#### [Goal]
Can you put the lines of the material, from the one containing "Task: mark the gold" through the last line, inclusive, into a numbered list with blank lines left out?

┌─ Material provided

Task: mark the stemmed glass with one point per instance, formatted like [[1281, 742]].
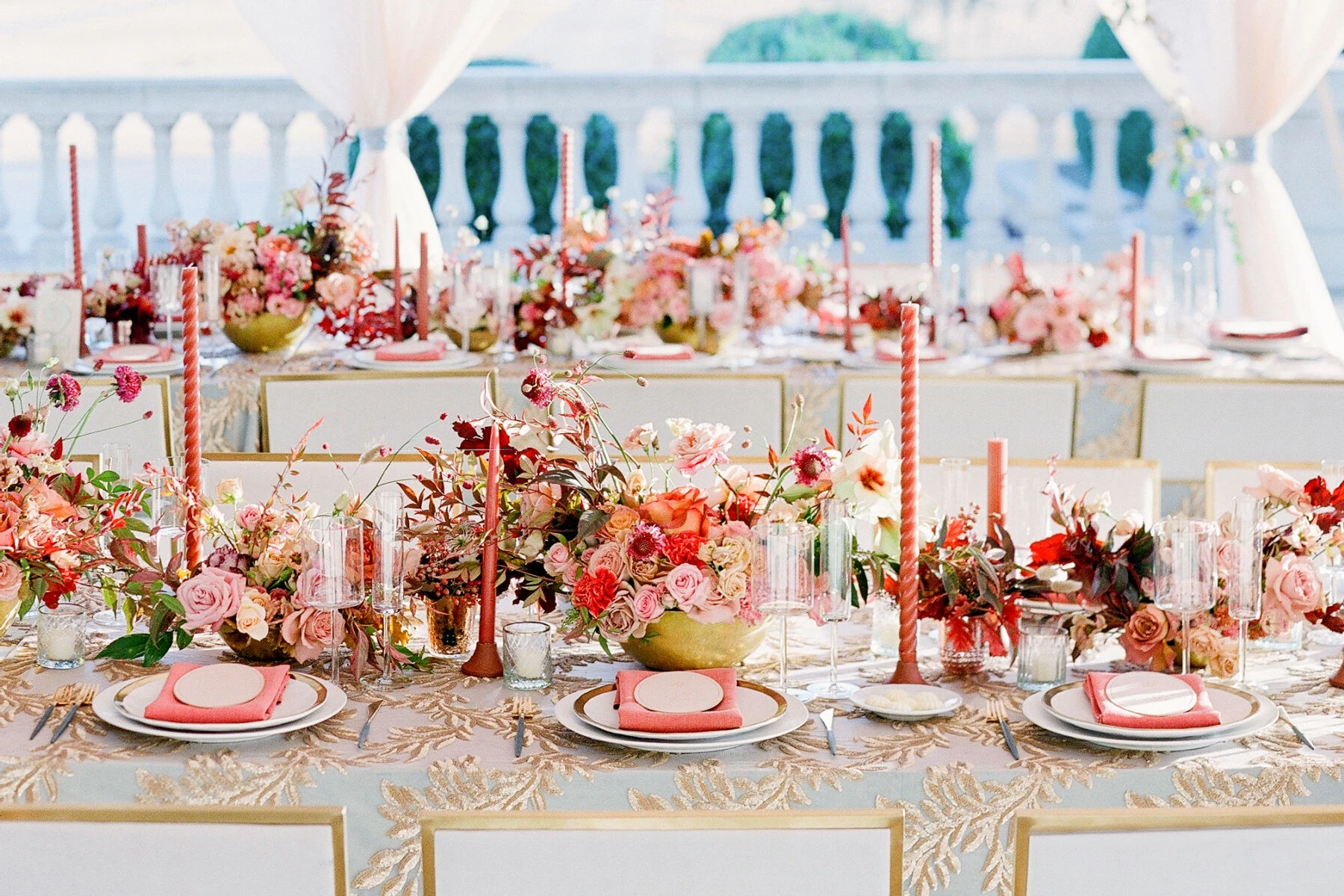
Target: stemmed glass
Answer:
[[1245, 583], [332, 578], [1184, 571], [833, 586], [389, 575]]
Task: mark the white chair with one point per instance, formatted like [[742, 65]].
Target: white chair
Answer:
[[111, 421], [1189, 422], [663, 853], [359, 408], [960, 414], [323, 477], [167, 850], [1225, 480], [1231, 852]]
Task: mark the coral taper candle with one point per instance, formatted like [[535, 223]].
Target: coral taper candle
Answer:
[[77, 243], [848, 282], [485, 662], [1136, 279], [934, 205], [396, 280], [191, 408], [907, 583], [423, 292], [996, 473]]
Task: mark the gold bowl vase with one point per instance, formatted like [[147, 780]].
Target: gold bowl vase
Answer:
[[676, 642]]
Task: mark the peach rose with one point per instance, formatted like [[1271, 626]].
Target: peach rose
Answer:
[[678, 511]]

└─

#### [Exercise solution]
1. Task: mark the gold bowl vase with one point per instance, formatted like [[147, 780]].
2. Target: gold bowl vase
3. Answer:
4. [[676, 642]]
5. Task: mark the peach rose with one point per instance, formatted like [[1271, 626]].
6. Target: peach rose
7. Answer:
8. [[678, 511]]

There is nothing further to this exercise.